[SOURCE MATERIAL — start]
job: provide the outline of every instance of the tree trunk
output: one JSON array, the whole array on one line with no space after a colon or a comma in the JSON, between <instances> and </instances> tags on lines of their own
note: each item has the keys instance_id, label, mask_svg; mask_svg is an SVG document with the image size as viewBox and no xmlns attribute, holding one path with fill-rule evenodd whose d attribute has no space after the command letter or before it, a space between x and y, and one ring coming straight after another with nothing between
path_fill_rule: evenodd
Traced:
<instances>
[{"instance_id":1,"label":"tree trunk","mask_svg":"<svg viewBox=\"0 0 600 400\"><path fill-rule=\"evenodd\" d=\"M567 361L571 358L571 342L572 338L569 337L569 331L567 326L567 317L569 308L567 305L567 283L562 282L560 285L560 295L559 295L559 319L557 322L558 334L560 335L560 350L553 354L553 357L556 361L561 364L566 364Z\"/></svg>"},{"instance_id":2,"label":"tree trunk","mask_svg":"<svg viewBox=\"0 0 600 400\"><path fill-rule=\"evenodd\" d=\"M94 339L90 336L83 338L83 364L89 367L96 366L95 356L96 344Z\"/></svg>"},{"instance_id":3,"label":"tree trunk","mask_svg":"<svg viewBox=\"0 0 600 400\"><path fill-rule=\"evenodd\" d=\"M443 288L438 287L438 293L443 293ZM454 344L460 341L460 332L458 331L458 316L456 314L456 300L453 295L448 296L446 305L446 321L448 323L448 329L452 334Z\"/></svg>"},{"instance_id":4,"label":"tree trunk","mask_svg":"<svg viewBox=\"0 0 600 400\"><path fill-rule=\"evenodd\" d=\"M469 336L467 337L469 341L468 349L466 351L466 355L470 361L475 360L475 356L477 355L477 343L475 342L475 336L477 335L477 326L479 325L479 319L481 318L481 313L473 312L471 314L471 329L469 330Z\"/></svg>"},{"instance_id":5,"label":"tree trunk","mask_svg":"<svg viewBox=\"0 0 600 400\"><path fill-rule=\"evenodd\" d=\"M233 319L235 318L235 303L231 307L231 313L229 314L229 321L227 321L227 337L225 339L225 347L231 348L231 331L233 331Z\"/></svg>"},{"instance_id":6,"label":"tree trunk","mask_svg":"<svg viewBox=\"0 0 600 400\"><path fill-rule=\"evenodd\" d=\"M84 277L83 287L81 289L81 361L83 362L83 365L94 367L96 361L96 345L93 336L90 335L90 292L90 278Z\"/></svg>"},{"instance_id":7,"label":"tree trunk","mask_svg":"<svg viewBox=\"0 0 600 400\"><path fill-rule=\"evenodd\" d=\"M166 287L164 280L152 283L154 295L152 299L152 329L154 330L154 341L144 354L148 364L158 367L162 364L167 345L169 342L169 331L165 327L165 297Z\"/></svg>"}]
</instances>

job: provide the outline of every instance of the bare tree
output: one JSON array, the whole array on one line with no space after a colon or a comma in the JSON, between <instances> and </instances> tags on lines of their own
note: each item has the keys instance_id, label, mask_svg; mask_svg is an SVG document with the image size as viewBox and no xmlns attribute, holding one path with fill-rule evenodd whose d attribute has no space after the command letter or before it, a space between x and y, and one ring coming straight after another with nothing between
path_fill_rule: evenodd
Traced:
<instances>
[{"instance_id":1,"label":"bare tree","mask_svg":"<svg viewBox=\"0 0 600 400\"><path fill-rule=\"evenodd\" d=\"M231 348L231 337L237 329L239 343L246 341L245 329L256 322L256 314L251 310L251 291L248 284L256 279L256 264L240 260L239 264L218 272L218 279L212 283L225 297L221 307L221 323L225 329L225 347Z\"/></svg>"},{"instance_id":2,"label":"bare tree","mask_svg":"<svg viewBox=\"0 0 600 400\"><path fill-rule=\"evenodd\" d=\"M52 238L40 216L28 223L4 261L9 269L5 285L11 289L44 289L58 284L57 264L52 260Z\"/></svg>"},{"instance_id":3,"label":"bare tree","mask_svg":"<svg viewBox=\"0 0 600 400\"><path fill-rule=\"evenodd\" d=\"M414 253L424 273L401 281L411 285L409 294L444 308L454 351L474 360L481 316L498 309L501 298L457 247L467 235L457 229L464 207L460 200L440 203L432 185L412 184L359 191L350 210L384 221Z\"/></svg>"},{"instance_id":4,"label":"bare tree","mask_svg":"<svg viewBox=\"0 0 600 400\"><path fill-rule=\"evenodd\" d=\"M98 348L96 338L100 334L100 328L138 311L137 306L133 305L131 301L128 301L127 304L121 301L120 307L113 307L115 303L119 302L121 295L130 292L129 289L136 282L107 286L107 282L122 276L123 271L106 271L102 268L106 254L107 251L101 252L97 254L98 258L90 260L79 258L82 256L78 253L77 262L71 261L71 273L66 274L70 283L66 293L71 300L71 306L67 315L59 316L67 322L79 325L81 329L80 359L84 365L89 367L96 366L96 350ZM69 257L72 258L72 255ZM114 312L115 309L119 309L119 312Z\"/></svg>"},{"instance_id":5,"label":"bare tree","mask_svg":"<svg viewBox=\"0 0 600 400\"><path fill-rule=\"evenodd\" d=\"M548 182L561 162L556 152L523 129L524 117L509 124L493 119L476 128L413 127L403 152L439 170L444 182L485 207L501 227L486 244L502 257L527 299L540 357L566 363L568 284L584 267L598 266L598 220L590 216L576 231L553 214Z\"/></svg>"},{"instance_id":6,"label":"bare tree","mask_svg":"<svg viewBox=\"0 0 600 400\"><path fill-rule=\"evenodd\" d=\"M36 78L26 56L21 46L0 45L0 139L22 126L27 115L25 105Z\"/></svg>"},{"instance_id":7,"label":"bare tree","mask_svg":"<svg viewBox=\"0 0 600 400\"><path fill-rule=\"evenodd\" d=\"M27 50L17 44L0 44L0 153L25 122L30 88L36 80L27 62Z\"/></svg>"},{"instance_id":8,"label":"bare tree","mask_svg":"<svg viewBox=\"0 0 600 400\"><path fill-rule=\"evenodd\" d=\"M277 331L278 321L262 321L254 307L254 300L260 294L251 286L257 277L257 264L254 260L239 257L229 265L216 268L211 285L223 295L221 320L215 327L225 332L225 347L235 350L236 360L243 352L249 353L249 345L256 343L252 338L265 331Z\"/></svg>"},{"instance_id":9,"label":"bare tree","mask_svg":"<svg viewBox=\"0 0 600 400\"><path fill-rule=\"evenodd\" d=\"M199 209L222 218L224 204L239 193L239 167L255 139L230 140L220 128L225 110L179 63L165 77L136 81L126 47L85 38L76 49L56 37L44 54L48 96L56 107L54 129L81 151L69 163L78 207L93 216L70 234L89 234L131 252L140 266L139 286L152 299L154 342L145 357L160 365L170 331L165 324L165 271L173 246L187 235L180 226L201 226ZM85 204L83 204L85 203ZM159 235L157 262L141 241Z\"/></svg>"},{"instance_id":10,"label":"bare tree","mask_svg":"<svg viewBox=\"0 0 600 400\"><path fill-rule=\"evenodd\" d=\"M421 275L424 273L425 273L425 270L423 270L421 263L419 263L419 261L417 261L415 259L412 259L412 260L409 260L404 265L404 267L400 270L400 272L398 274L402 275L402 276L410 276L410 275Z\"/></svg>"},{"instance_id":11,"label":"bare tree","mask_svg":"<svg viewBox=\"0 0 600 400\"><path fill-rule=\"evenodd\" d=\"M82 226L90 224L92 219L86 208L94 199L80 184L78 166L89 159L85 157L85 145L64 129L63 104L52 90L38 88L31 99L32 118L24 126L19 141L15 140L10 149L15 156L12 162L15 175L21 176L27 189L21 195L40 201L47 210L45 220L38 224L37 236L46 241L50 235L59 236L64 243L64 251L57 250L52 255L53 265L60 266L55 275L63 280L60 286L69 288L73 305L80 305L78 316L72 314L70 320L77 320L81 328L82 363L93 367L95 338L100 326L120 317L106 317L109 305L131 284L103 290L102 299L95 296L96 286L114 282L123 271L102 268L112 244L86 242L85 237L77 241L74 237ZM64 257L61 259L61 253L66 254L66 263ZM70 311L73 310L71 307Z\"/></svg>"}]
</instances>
[SOURCE MATERIAL — finish]
§ **ASSIGNMENT**:
Pick out the lines above that hold the string "every" and show them.

§ **SOLVED EXERCISE**:
job: provide the outline of every instance of the tree trunk
job: provide the outline of every instance of the bare tree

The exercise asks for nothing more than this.